◆ **WHAT IS NEEDED**
Pick out each line in the rows below that contains the word "concrete" and copy those lines.

◆ **PROVIDED ENTRIES**
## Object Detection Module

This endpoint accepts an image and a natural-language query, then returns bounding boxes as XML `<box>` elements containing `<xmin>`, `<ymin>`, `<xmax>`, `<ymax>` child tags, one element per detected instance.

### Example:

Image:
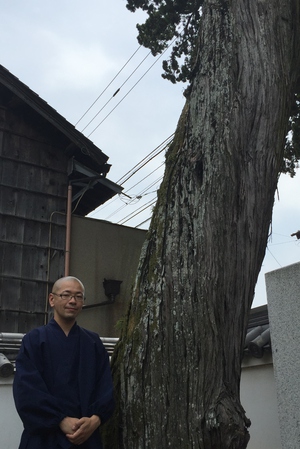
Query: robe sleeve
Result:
<box><xmin>84</xmin><ymin>334</ymin><xmax>115</xmax><ymax>424</ymax></box>
<box><xmin>13</xmin><ymin>332</ymin><xmax>66</xmax><ymax>433</ymax></box>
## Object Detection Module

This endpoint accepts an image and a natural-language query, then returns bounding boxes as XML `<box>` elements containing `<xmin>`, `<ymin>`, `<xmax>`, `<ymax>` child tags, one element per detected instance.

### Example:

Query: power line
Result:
<box><xmin>117</xmin><ymin>133</ymin><xmax>174</xmax><ymax>184</ymax></box>
<box><xmin>117</xmin><ymin>198</ymin><xmax>156</xmax><ymax>225</ymax></box>
<box><xmin>75</xmin><ymin>45</ymin><xmax>141</xmax><ymax>126</ymax></box>
<box><xmin>87</xmin><ymin>38</ymin><xmax>177</xmax><ymax>137</ymax></box>
<box><xmin>81</xmin><ymin>47</ymin><xmax>151</xmax><ymax>132</ymax></box>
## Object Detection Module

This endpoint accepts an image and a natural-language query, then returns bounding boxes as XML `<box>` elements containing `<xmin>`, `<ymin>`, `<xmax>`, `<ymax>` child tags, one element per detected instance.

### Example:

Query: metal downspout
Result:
<box><xmin>65</xmin><ymin>184</ymin><xmax>72</xmax><ymax>276</ymax></box>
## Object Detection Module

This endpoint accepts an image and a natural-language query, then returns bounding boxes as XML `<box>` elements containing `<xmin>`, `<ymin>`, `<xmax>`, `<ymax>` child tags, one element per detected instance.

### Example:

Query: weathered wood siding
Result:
<box><xmin>0</xmin><ymin>105</ymin><xmax>68</xmax><ymax>332</ymax></box>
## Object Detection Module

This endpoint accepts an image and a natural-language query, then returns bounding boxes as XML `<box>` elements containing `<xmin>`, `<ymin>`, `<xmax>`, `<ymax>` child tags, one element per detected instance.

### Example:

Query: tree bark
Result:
<box><xmin>107</xmin><ymin>0</ymin><xmax>300</xmax><ymax>449</ymax></box>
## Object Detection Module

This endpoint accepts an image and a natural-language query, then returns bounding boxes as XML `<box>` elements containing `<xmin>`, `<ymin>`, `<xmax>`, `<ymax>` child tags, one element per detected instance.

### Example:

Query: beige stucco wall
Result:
<box><xmin>70</xmin><ymin>216</ymin><xmax>146</xmax><ymax>337</ymax></box>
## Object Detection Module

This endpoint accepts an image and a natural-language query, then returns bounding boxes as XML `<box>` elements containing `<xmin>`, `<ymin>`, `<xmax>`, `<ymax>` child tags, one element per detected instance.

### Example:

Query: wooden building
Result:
<box><xmin>0</xmin><ymin>66</ymin><xmax>122</xmax><ymax>333</ymax></box>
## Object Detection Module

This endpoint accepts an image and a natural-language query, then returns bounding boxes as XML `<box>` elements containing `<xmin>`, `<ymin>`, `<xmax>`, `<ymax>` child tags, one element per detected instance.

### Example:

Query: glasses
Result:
<box><xmin>51</xmin><ymin>292</ymin><xmax>84</xmax><ymax>302</ymax></box>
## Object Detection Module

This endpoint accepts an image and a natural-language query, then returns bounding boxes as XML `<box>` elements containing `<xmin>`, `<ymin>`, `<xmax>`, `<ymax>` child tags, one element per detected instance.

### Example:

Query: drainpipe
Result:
<box><xmin>65</xmin><ymin>184</ymin><xmax>72</xmax><ymax>276</ymax></box>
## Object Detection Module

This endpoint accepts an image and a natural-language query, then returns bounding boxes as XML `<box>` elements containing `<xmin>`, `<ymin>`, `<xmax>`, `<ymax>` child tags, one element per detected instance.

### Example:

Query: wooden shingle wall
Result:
<box><xmin>0</xmin><ymin>104</ymin><xmax>68</xmax><ymax>333</ymax></box>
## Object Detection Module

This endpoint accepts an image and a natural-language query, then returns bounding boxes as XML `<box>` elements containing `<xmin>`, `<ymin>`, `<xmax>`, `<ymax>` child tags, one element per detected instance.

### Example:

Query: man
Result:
<box><xmin>13</xmin><ymin>276</ymin><xmax>114</xmax><ymax>449</ymax></box>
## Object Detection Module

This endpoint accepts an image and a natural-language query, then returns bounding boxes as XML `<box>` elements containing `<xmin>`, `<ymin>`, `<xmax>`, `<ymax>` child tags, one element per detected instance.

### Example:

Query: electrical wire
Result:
<box><xmin>117</xmin><ymin>198</ymin><xmax>156</xmax><ymax>225</ymax></box>
<box><xmin>117</xmin><ymin>133</ymin><xmax>174</xmax><ymax>185</ymax></box>
<box><xmin>81</xmin><ymin>51</ymin><xmax>151</xmax><ymax>132</ymax></box>
<box><xmin>87</xmin><ymin>38</ymin><xmax>177</xmax><ymax>137</ymax></box>
<box><xmin>75</xmin><ymin>45</ymin><xmax>141</xmax><ymax>127</ymax></box>
<box><xmin>104</xmin><ymin>176</ymin><xmax>163</xmax><ymax>220</ymax></box>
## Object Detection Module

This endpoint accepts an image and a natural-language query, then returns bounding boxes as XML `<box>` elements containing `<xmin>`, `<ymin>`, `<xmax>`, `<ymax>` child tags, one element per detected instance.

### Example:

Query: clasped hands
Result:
<box><xmin>59</xmin><ymin>415</ymin><xmax>101</xmax><ymax>445</ymax></box>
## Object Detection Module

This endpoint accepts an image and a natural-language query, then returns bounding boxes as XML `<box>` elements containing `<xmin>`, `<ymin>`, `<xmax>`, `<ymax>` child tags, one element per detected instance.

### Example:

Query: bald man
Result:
<box><xmin>13</xmin><ymin>276</ymin><xmax>114</xmax><ymax>449</ymax></box>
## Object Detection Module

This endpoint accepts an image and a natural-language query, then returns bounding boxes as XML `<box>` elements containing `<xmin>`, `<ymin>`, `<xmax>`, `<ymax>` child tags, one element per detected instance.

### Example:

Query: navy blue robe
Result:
<box><xmin>13</xmin><ymin>319</ymin><xmax>114</xmax><ymax>449</ymax></box>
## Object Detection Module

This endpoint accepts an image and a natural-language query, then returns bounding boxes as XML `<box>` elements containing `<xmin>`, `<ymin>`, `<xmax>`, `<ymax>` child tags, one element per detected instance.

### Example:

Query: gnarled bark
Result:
<box><xmin>105</xmin><ymin>0</ymin><xmax>299</xmax><ymax>449</ymax></box>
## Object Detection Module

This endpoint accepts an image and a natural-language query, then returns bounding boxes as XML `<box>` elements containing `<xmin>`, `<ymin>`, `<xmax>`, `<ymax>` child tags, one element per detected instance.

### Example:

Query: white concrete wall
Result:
<box><xmin>241</xmin><ymin>355</ymin><xmax>282</xmax><ymax>449</ymax></box>
<box><xmin>265</xmin><ymin>263</ymin><xmax>300</xmax><ymax>449</ymax></box>
<box><xmin>0</xmin><ymin>356</ymin><xmax>282</xmax><ymax>449</ymax></box>
<box><xmin>0</xmin><ymin>377</ymin><xmax>22</xmax><ymax>449</ymax></box>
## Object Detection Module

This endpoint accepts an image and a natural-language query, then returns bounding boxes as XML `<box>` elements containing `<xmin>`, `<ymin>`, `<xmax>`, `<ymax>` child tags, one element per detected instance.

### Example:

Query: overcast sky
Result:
<box><xmin>0</xmin><ymin>0</ymin><xmax>300</xmax><ymax>306</ymax></box>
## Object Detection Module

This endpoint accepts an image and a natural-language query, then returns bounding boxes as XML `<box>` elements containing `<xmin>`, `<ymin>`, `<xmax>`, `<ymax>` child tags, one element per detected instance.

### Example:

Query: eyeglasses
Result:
<box><xmin>51</xmin><ymin>292</ymin><xmax>84</xmax><ymax>302</ymax></box>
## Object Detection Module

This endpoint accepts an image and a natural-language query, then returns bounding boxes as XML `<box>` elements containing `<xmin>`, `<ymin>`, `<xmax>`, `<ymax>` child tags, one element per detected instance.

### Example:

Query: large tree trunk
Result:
<box><xmin>106</xmin><ymin>0</ymin><xmax>299</xmax><ymax>449</ymax></box>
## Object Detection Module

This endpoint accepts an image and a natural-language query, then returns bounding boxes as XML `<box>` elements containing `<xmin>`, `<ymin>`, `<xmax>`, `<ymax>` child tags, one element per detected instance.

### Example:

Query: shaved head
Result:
<box><xmin>52</xmin><ymin>276</ymin><xmax>85</xmax><ymax>294</ymax></box>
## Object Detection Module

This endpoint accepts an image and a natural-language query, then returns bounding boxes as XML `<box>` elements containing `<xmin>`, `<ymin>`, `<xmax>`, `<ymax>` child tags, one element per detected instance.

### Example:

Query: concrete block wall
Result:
<box><xmin>265</xmin><ymin>263</ymin><xmax>300</xmax><ymax>449</ymax></box>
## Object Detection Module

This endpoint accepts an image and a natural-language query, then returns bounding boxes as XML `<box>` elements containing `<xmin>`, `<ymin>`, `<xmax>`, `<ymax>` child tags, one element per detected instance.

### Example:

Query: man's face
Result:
<box><xmin>49</xmin><ymin>279</ymin><xmax>84</xmax><ymax>321</ymax></box>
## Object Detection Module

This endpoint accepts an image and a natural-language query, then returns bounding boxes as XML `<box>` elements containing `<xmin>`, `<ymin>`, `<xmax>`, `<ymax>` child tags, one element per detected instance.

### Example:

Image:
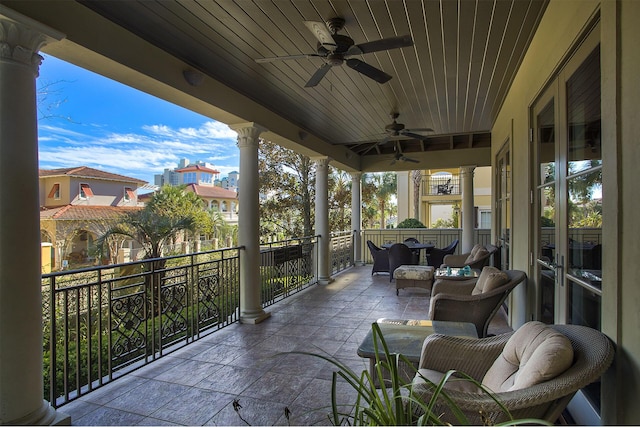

◆ **EXERCISE OUTPUT**
Query: white concrete wall
Query: concrete block wall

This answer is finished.